Would you reproduce each line below exactly, leaving every picture out?

** Opening INPUT MATERIAL block **

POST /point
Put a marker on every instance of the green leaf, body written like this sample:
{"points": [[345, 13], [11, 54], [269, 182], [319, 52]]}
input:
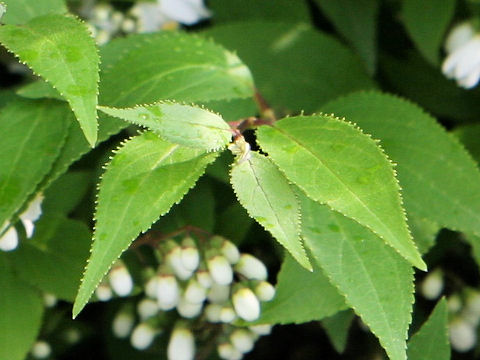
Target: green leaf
{"points": [[36, 132], [61, 50], [424, 152], [449, 101], [66, 192], [424, 232], [281, 10], [175, 66], [356, 20], [468, 136], [145, 178], [305, 67], [431, 341], [301, 296], [334, 163], [336, 327], [268, 198], [426, 23], [22, 11], [180, 124], [376, 282], [21, 311], [54, 258]]}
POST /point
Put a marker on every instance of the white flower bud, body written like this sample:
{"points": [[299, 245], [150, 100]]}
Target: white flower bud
{"points": [[181, 345], [227, 315], [228, 352], [122, 324], [230, 251], [142, 336], [41, 350], [168, 293], [462, 336], [103, 292], [9, 240], [151, 287], [147, 308], [261, 330], [264, 291], [212, 312], [454, 303], [432, 285], [49, 300], [190, 254], [189, 310], [218, 294], [31, 214], [195, 293], [220, 270], [204, 278], [246, 304], [243, 340], [251, 267], [120, 280], [174, 259]]}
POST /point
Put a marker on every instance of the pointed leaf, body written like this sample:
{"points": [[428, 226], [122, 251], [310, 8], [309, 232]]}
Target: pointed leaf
{"points": [[376, 282], [301, 296], [337, 326], [424, 152], [263, 190], [175, 66], [61, 50], [53, 260], [36, 132], [431, 341], [336, 164], [22, 11], [356, 20], [21, 310], [145, 178], [426, 23], [180, 124]]}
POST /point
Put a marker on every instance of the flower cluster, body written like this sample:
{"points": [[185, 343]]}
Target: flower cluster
{"points": [[463, 55], [209, 284], [145, 16], [8, 233]]}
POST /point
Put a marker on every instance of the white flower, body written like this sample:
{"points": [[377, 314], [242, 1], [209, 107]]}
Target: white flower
{"points": [[264, 329], [251, 267], [463, 336], [265, 291], [122, 324], [147, 308], [432, 286], [189, 310], [142, 336], [243, 340], [181, 345], [195, 293], [120, 280], [186, 12], [227, 315], [9, 239], [41, 350], [220, 269], [246, 304], [463, 60]]}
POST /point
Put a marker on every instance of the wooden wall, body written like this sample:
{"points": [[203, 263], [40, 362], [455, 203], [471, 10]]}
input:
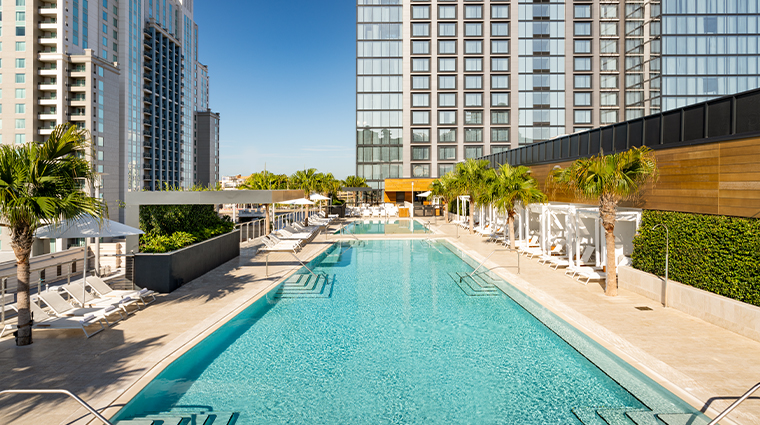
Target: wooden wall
{"points": [[717, 178]]}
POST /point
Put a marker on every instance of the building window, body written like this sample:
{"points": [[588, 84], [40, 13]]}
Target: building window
{"points": [[420, 47], [447, 135], [447, 30], [499, 117], [473, 134], [473, 29], [447, 64], [421, 135], [447, 99], [420, 30], [447, 153], [420, 99], [473, 99], [473, 81], [447, 12], [447, 47], [421, 82], [582, 117], [421, 170], [420, 65], [447, 117], [473, 47], [473, 64], [582, 99], [499, 135], [446, 82], [420, 117], [420, 153], [499, 99], [473, 152], [609, 116]]}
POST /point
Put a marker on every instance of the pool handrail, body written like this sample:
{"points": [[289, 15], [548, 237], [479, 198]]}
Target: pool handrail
{"points": [[733, 405], [66, 392]]}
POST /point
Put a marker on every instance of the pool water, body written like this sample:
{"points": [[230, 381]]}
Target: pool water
{"points": [[382, 226], [392, 338]]}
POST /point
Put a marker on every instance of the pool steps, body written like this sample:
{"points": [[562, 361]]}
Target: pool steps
{"points": [[625, 416], [184, 418], [477, 285]]}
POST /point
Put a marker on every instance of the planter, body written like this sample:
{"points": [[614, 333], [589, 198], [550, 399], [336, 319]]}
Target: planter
{"points": [[168, 271]]}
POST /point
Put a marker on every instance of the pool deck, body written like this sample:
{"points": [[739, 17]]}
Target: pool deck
{"points": [[702, 363]]}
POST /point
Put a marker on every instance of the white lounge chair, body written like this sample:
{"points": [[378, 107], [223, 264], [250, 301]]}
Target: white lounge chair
{"points": [[62, 308], [104, 291]]}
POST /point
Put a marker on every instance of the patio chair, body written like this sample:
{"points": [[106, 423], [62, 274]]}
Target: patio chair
{"points": [[42, 320], [62, 308], [104, 291]]}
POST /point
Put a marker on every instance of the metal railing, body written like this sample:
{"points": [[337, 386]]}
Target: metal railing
{"points": [[733, 405], [66, 392]]}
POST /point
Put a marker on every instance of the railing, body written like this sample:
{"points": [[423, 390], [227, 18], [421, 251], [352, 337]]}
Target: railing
{"points": [[66, 392], [733, 405]]}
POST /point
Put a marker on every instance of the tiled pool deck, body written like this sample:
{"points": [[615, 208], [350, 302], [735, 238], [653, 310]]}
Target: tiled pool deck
{"points": [[700, 362]]}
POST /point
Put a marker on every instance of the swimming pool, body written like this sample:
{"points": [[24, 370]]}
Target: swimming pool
{"points": [[389, 334], [382, 226]]}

** Closing INPUT MATERIAL block **

## WRITTEN REPLY:
POST /point
Put a marker on every instance of the green leaf, body written like this sample:
{"points": [[345, 13], [11, 54], [269, 182], [319, 52]]}
input:
Target: green leaf
{"points": [[36, 132], [61, 50], [424, 152], [449, 101], [66, 192], [424, 232], [281, 10], [175, 66], [356, 20], [468, 136], [145, 178], [305, 67], [431, 341], [301, 296], [334, 163], [336, 327], [268, 198], [426, 23], [22, 11], [180, 124], [376, 282], [21, 311], [54, 258]]}
POST /point
Put a marker on every instance of the white flower bud, body written like this sample:
{"points": [[299, 245], [150, 100]]}
Target: white flower bud
{"points": [[181, 345], [227, 315], [228, 352], [122, 324], [230, 251], [142, 336], [41, 350], [168, 293], [462, 336], [103, 292], [9, 240], [151, 287], [147, 308], [261, 330], [264, 291], [212, 312], [454, 303], [432, 285], [49, 300], [190, 254], [189, 310], [218, 294], [31, 214], [195, 293], [220, 270], [204, 278], [246, 304], [243, 340], [251, 267], [120, 280], [174, 259]]}
POST /point
Put a marker on every instance of the pointed leaf, body written like this sample:
{"points": [[428, 226], [122, 251], [310, 8], [309, 232]]}
Target: pointed leaf
{"points": [[376, 282], [301, 296], [337, 326], [424, 152], [263, 190], [175, 66], [61, 50], [53, 260], [36, 132], [431, 341], [336, 164], [22, 11], [356, 20], [21, 310], [145, 178], [426, 23], [180, 124]]}
POST /point
Put a marker on every instance of the flower cluster, body written like this sample:
{"points": [[185, 343]]}
Target: flower cluster
{"points": [[463, 55], [209, 284], [145, 16], [8, 233]]}
POST /point
Put a marker on every instance of the white flower, body written like this sample:
{"points": [[377, 314], [242, 1], [209, 107]]}
Target: white flower
{"points": [[264, 329], [251, 267], [463, 336], [265, 291], [122, 324], [147, 308], [432, 286], [189, 310], [142, 336], [243, 340], [181, 345], [195, 293], [120, 280], [186, 12], [227, 315], [9, 239], [41, 350], [220, 269], [246, 304], [463, 60]]}
POST /point
Put a marker on every instance of the wooden wall, body written like this sample:
{"points": [[203, 263], [40, 362], [455, 203], [471, 10]]}
input:
Target: wooden wall
{"points": [[717, 178]]}
POST /point
Put a marker on every instance of the building window, body written like this sample:
{"points": [[588, 84], [40, 13]]}
Target: building window
{"points": [[420, 47], [447, 135], [447, 30], [499, 117], [473, 134], [473, 29], [447, 64], [421, 135], [447, 99], [420, 30], [447, 153], [420, 99], [473, 99], [473, 81], [447, 12], [447, 47], [421, 82], [582, 117], [421, 170], [420, 65], [447, 117], [473, 47], [473, 64], [582, 99], [499, 135], [446, 82], [420, 117], [420, 153], [499, 99], [473, 152], [609, 116]]}
POST /point
Put a marker on every instance of the pool handrail, body written like this sample:
{"points": [[289, 15], [548, 237], [479, 198]]}
Target: pool handrail
{"points": [[733, 405], [66, 392]]}
POST /point
Put a marker on every instance of the pool water, body written like this sample:
{"points": [[230, 381]]}
Target: pool water
{"points": [[382, 226], [392, 338]]}
POST /point
Put a marker on every instance of the pool steps, body written like this sample:
{"points": [[562, 361]]}
Target: pool steps
{"points": [[625, 416], [184, 418], [477, 285]]}
POST /point
Put a marker on every instance of the planter, body written like this sample:
{"points": [[614, 333], [589, 198], [550, 399], [336, 319]]}
Target: planter
{"points": [[168, 271]]}
POST /point
Put a marker on every instance of the pool deck, body written like this sample:
{"points": [[739, 17]]}
Target: pool deck
{"points": [[702, 363]]}
POST /point
Put a marker on every instance of the white lounge chair, body written like this sample:
{"points": [[378, 107], [223, 264], [250, 301]]}
Target: white lounge chair
{"points": [[62, 308], [104, 291]]}
POST /point
Put a marker on every instance of the patio chair, body written like this sample:
{"points": [[106, 423], [62, 274]]}
Target: patio chair
{"points": [[42, 320], [62, 308], [104, 291]]}
POST /point
Put a marker on every instance of the metal railing, body written like this sample:
{"points": [[337, 386]]}
Target: metal railing
{"points": [[733, 405], [66, 392]]}
POST /point
Put a marker on every instance of the railing, body written like this sample:
{"points": [[423, 390], [227, 18], [421, 251], [352, 337]]}
Target: railing
{"points": [[66, 392], [733, 405]]}
POST /point
Put a marker on every instance of the tiled pool deck, body written like this sample:
{"points": [[615, 208], [350, 302], [735, 238], [653, 310]]}
Target: tiled pool deck
{"points": [[700, 362]]}
POST /point
Put a marker on every instance of the swimming pool, body written like this sample:
{"points": [[24, 370]]}
Target: swimming pool
{"points": [[389, 334], [382, 226]]}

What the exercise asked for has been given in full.